- _INPUT FOR THIS TASK_:
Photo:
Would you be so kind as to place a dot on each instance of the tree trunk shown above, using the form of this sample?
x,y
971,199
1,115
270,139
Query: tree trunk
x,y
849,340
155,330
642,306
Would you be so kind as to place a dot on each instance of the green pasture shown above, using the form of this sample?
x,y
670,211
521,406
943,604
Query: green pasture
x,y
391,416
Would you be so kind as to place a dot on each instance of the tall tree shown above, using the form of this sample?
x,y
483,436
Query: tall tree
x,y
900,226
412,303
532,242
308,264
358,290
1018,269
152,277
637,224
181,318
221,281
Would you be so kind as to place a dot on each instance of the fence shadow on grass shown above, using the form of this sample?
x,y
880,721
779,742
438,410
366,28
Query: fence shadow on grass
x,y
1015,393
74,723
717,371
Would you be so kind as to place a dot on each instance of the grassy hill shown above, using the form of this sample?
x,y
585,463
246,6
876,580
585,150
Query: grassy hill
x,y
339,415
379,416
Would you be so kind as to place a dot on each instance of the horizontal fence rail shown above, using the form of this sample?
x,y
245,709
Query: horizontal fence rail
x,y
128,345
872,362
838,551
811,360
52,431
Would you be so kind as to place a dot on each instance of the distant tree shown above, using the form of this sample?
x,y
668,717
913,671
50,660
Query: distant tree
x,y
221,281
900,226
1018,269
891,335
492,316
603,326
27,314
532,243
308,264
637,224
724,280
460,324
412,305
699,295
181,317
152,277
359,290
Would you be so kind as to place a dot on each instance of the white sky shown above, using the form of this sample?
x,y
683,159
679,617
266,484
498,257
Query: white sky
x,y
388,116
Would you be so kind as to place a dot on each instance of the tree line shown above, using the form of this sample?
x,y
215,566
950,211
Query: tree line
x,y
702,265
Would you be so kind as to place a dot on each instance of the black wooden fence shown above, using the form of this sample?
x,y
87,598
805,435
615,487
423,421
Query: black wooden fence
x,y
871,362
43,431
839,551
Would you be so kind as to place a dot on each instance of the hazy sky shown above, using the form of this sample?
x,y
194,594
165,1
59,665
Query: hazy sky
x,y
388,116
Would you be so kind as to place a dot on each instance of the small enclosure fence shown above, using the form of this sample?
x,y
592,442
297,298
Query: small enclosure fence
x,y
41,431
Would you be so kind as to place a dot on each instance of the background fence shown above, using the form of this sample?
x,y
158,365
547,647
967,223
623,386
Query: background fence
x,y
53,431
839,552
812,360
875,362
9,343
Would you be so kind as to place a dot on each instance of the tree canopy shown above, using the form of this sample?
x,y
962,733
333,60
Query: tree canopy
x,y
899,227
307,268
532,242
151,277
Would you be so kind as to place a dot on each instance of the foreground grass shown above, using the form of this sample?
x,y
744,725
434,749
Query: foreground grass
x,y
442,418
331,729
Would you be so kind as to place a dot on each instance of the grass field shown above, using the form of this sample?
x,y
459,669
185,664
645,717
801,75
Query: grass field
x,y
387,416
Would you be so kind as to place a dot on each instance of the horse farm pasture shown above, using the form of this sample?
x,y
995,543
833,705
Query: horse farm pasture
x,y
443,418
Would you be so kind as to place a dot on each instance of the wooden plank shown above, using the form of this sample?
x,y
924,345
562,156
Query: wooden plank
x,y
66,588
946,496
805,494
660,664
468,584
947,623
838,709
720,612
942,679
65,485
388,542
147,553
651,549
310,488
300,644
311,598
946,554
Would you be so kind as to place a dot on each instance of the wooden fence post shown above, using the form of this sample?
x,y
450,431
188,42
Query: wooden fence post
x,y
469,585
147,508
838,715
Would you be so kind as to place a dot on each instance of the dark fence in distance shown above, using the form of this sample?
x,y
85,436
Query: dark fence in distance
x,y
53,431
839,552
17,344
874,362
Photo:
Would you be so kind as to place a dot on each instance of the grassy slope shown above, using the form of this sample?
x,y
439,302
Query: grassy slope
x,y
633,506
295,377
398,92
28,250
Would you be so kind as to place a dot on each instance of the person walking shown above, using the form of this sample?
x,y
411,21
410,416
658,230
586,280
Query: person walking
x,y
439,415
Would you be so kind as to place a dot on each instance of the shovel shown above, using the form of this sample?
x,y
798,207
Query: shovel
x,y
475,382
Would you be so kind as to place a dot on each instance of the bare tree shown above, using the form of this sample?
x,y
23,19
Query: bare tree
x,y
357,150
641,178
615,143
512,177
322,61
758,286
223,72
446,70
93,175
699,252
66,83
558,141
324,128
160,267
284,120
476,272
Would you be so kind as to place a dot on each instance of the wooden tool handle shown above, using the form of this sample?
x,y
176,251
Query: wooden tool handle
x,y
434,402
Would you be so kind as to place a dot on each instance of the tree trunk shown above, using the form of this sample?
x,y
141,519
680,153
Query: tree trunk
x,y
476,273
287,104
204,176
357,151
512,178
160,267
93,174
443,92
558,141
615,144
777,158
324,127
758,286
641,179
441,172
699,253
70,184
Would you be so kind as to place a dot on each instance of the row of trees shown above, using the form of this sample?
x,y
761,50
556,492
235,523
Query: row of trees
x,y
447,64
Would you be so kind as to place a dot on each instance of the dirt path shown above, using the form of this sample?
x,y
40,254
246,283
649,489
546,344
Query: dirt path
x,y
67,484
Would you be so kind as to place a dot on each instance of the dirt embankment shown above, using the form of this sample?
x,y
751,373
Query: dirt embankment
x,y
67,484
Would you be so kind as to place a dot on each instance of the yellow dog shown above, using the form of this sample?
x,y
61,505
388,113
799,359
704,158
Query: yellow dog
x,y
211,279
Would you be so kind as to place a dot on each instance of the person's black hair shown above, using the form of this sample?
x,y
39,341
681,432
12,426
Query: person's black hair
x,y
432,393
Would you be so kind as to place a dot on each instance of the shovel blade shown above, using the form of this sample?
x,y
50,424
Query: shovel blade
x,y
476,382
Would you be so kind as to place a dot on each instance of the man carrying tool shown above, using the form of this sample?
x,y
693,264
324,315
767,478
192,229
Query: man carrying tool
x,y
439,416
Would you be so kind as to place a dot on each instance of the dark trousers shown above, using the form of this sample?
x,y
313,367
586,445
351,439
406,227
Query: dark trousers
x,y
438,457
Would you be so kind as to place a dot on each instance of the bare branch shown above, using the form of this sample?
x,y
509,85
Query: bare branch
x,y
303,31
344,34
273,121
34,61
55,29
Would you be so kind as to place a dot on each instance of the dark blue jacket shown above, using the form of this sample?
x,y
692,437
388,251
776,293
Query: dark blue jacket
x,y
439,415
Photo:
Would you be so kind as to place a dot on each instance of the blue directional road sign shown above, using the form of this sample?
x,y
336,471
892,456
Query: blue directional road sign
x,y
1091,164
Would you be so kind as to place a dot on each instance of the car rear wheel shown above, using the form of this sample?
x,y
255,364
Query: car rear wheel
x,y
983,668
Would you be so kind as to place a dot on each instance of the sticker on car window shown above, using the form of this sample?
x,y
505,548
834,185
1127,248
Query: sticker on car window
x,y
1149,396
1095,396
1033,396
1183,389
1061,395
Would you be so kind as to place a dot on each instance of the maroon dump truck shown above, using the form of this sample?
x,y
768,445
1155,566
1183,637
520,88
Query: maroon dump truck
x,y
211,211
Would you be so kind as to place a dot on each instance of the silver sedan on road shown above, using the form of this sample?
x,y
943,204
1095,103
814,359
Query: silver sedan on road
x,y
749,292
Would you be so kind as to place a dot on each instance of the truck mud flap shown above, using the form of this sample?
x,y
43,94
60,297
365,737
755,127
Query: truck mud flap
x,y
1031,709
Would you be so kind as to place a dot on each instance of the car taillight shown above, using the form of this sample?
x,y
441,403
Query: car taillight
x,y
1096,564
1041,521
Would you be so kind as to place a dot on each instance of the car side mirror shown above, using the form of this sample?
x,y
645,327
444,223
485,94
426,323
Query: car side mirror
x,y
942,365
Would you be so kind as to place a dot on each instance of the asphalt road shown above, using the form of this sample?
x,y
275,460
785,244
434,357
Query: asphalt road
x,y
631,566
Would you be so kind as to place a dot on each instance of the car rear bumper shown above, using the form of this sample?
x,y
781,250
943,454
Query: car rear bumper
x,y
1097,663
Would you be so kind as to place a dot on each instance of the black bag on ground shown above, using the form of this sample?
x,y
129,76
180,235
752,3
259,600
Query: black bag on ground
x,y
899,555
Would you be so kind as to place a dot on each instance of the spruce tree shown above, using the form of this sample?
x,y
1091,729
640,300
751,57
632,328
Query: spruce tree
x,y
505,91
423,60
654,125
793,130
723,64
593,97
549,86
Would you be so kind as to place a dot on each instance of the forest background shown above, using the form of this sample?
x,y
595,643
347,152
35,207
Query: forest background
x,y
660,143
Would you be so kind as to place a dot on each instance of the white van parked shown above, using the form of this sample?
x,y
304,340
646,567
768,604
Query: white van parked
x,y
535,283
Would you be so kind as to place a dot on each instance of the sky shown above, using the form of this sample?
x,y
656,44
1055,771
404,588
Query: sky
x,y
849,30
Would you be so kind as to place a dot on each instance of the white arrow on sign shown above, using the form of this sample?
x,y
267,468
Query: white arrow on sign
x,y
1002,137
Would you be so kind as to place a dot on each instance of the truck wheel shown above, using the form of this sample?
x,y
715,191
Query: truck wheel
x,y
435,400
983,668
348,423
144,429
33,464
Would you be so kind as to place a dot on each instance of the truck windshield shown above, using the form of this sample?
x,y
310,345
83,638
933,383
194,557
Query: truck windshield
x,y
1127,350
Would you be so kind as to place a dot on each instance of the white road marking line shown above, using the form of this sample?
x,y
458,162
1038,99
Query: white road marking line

- _EXERCISE PROMPT_: Read through the records above and copy the lines that contain "marking".

- _ANSWER BOX_:
Would you be so kind as to place a dot on each instance of the white road marking line shown above, using the form of this sample?
Query: white road marking line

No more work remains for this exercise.